◆ Record extracts:
-------------------------

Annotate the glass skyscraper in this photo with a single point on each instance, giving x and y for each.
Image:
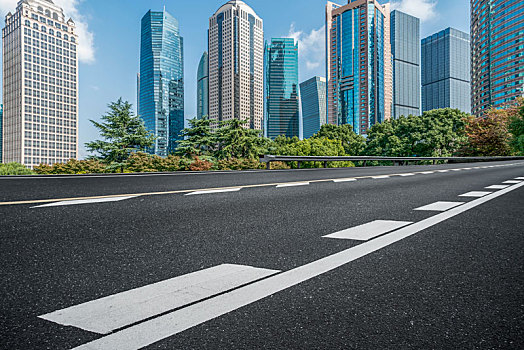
(161, 96)
(203, 87)
(314, 111)
(282, 107)
(446, 71)
(359, 69)
(405, 49)
(497, 52)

-------------------------

◆ Problem statement: Would you return all the data exactly as given, minus the pictures?

◆ Expected answer:
Annotate the glass skyscraper in this photo with a single point on each instance, giving x and y for each.
Image:
(161, 96)
(203, 87)
(314, 111)
(282, 107)
(446, 71)
(359, 69)
(405, 49)
(497, 52)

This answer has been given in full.